Print every record below verbatim, keeping each line unchanged and in its original order.
____
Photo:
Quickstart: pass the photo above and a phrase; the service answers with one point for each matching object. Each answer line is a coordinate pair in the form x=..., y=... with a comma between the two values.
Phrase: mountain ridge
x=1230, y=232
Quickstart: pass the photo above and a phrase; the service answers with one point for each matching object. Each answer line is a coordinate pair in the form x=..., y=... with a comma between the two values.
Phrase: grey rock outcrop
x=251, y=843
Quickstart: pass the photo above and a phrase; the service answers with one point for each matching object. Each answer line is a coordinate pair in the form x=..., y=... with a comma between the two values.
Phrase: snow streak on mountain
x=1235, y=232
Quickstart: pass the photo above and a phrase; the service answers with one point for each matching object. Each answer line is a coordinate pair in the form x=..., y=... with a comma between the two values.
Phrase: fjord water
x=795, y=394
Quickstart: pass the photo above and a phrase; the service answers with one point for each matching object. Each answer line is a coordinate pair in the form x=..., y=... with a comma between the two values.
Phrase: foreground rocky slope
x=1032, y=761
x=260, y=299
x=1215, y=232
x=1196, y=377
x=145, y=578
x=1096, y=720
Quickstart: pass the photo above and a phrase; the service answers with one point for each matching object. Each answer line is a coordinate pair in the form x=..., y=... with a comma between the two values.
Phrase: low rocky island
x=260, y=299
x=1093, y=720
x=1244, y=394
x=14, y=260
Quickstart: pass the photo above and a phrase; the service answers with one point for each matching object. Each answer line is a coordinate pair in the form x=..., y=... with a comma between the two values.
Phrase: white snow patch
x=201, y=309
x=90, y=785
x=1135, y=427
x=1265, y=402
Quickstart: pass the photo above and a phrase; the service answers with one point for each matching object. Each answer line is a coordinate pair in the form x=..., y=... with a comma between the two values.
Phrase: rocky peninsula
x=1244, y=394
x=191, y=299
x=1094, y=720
____
**Result of this exercise:**
Photo:
Quickstart: pass the photo above and a phrase; the service answers with one point for each matching object. Each answer line is a coordinate pair in the form x=..., y=... with a comma between the two values.
Phrase: mountain ridge
x=1230, y=232
Quickstart: pass the photo above and a phrase; the service answers with one point for each matching object. Each answer line is a coordinate pair in the form x=..., y=... with a comma between the two values.
Phrase: grey rock outcrop
x=251, y=843
Quickstart: pass the photo above and a phrase; the service answers with one point for each matching object. Each answer line is a coordinate pair in the form x=..., y=... with a comma between the two values.
Phrase: snow streak on mountain
x=1235, y=232
Quickstart: pass the photo above and a phrase; the service answers with one point for each matching object. Each answer line is a coordinate pair in the form x=..., y=... with a comma between the two values.
Phrase: fjord water
x=795, y=394
Quickstart: pass the photo above and a phrase; the service answers with one point for each matching object. Each answer line is a coordinate pair in the form x=..., y=... with a comma between the two values.
Phrase: foreground rocky slope
x=1032, y=761
x=260, y=299
x=1215, y=232
x=1196, y=377
x=145, y=578
x=1096, y=720
Quickstart: pass the photo above and a phrase; the service answers with one point for each matching object. Each answer line is a coordinate pair in the form x=..., y=... with a comma between the two values.
Phrase: low rocky island
x=260, y=299
x=1093, y=720
x=1244, y=394
x=14, y=260
Quickstart: pass the photo above and a phrase; the service answers with one point for each matching object. Each answer line is a coordinate pair in the form x=..., y=... with a comma between the two values.
Phrase: white snow patch
x=201, y=309
x=90, y=785
x=1135, y=427
x=1265, y=402
Quickstart: pass the photo above and a phrase; the service answers with one point for each matching object. Each answer line is a coordinate pair in the form x=..., y=... with a comma between the two values.
Phrase: rocky peninsula
x=1244, y=394
x=191, y=299
x=1094, y=720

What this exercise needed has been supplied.